Records for the exercise:
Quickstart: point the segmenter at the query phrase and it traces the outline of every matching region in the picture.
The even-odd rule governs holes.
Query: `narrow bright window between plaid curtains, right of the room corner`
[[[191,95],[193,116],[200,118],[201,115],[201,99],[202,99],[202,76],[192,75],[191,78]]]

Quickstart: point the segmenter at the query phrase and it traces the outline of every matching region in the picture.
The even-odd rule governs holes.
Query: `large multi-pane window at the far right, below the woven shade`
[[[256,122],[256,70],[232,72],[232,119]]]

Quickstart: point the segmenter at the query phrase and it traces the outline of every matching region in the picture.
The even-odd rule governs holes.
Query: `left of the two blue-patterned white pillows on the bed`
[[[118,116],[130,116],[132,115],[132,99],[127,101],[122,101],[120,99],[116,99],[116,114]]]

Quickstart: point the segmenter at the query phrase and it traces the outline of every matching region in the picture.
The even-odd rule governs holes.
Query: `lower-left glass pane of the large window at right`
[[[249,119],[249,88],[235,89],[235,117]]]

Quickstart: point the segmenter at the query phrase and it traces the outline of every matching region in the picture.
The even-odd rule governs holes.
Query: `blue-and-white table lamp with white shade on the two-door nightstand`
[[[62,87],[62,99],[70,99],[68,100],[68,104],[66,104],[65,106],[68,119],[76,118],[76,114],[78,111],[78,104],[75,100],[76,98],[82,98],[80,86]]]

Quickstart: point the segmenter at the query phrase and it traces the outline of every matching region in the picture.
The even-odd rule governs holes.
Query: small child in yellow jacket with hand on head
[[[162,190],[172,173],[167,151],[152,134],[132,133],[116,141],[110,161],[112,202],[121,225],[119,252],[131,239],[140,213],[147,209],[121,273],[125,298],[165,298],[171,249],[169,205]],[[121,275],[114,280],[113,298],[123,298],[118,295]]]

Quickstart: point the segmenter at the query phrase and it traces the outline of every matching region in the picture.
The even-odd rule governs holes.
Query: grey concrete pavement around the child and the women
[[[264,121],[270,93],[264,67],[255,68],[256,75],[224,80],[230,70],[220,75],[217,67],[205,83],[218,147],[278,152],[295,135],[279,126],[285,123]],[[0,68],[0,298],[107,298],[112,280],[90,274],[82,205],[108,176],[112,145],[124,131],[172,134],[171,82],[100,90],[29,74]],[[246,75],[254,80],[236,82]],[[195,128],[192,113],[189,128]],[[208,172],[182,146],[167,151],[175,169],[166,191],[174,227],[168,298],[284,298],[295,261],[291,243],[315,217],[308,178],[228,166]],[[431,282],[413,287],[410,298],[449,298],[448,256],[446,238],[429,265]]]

* * *

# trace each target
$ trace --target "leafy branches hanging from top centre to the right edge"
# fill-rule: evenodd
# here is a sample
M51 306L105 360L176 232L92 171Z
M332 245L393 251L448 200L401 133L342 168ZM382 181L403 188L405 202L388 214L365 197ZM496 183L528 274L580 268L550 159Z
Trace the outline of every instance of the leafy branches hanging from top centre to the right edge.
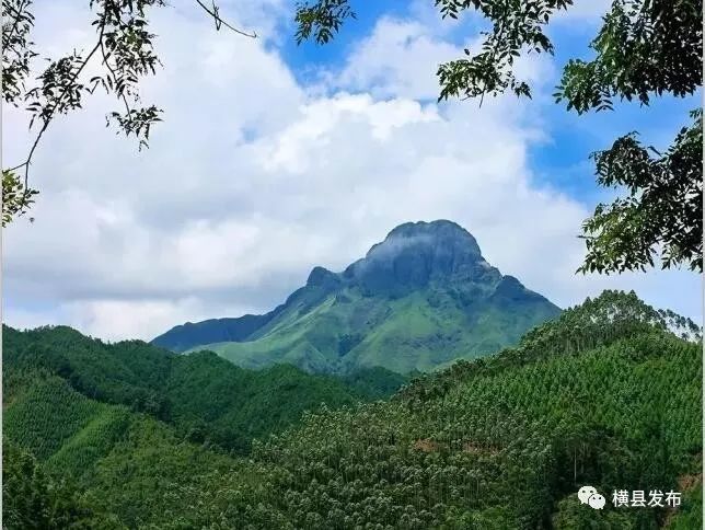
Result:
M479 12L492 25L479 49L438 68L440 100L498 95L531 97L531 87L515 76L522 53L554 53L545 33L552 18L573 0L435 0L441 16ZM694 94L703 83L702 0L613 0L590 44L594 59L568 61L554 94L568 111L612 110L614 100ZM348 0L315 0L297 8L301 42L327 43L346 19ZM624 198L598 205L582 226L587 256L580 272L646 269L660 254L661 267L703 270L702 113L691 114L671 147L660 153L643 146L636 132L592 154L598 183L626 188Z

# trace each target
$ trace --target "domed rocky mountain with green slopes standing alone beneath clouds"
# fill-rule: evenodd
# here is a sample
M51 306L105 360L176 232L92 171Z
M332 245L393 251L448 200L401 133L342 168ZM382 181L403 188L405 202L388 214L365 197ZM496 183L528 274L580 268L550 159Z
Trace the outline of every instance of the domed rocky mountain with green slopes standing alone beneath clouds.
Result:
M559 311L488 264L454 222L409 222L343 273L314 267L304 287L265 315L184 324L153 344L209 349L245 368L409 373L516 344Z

--

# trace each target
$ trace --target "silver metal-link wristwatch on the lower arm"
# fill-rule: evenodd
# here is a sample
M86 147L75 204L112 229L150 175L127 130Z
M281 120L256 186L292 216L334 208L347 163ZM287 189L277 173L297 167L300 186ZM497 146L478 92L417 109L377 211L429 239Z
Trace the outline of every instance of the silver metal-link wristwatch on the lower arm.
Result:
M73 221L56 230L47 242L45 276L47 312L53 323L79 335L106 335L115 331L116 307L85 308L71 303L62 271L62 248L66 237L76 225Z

Problem statement: Identify every line above that includes the word "green", and show those lines.

Written answer:
$ trace --target "domed rocky mountain with green slopes standing alone beneath clouds"
Trace the outline of every instance of the domed rocky mountain with green slopes standing alone beneath clouds.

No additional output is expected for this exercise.